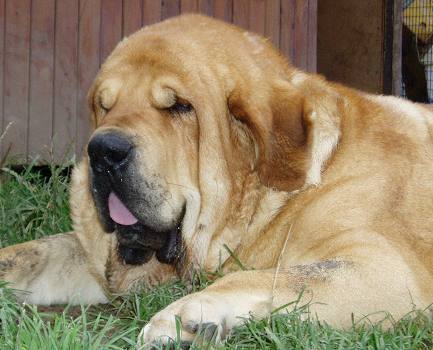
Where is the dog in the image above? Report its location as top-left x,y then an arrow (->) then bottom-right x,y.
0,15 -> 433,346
^^^^^^^^^^^^^^^^
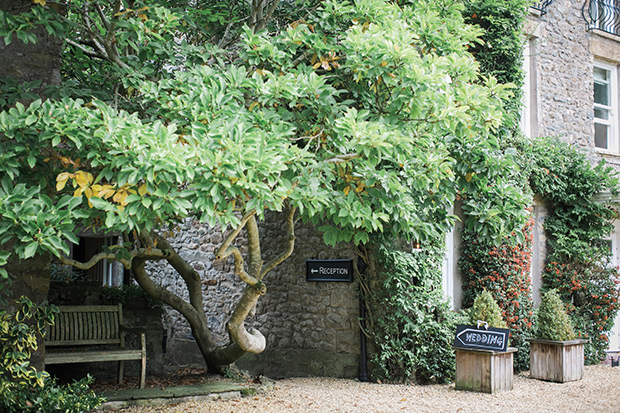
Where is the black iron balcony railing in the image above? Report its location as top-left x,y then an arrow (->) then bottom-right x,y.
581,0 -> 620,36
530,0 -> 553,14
^^^^^^^^^^^^^^^^
DO THIS:
Could you print the material exactly as it appears, from the line holding "Where is the black" through the line holding "530,0 -> 553,14", both included?

SOLUTION TO THIS EXERCISE:
Where is the black iron balcony railing in the image above? Report its location as top-left x,y then an arrow (->) then bottom-right x,y.
581,0 -> 620,36
530,0 -> 553,14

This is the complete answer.